## Start Given records
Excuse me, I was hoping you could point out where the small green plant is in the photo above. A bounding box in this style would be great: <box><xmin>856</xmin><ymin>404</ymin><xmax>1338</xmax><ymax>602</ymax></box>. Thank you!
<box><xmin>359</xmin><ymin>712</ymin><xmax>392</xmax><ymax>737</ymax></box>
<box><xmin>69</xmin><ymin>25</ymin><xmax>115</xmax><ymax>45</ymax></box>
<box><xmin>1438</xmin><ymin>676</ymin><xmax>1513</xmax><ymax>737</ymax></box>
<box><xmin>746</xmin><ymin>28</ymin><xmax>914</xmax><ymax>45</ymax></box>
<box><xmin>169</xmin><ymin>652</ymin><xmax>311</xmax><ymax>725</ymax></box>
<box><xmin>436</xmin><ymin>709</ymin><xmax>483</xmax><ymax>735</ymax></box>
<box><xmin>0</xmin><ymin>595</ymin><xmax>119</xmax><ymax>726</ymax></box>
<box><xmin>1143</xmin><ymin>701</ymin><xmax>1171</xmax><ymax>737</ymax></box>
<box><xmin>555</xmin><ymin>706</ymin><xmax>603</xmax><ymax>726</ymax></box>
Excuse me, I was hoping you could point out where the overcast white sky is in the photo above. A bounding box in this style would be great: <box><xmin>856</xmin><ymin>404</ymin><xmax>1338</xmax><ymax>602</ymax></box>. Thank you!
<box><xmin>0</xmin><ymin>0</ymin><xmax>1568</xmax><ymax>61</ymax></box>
## End Given records
## Aim
Turn the listing above into a numbered list and leave out any blank lines.

## Solution for this task
1. Excuse me, I was hoping you could point out where the small green plant is in the photo above. A bounding box in this style would be great: <box><xmin>856</xmin><ymin>404</ymin><xmax>1338</xmax><ymax>602</ymax></box>. Thank you!
2. <box><xmin>359</xmin><ymin>712</ymin><xmax>392</xmax><ymax>737</ymax></box>
3. <box><xmin>69</xmin><ymin>25</ymin><xmax>115</xmax><ymax>45</ymax></box>
4. <box><xmin>1438</xmin><ymin>676</ymin><xmax>1513</xmax><ymax>737</ymax></box>
5. <box><xmin>746</xmin><ymin>28</ymin><xmax>914</xmax><ymax>45</ymax></box>
6. <box><xmin>169</xmin><ymin>652</ymin><xmax>311</xmax><ymax>725</ymax></box>
7. <box><xmin>436</xmin><ymin>709</ymin><xmax>483</xmax><ymax>735</ymax></box>
8. <box><xmin>0</xmin><ymin>595</ymin><xmax>119</xmax><ymax>726</ymax></box>
9. <box><xmin>1143</xmin><ymin>701</ymin><xmax>1171</xmax><ymax>737</ymax></box>
10. <box><xmin>555</xmin><ymin>706</ymin><xmax>603</xmax><ymax>726</ymax></box>
11. Excuse me, I was hoping you could point out where the overcast white sky is in the photo above. A bounding box in this style would be great: <box><xmin>856</xmin><ymin>404</ymin><xmax>1338</xmax><ymax>602</ymax></box>. Thank you!
12. <box><xmin>0</xmin><ymin>0</ymin><xmax>1568</xmax><ymax>61</ymax></box>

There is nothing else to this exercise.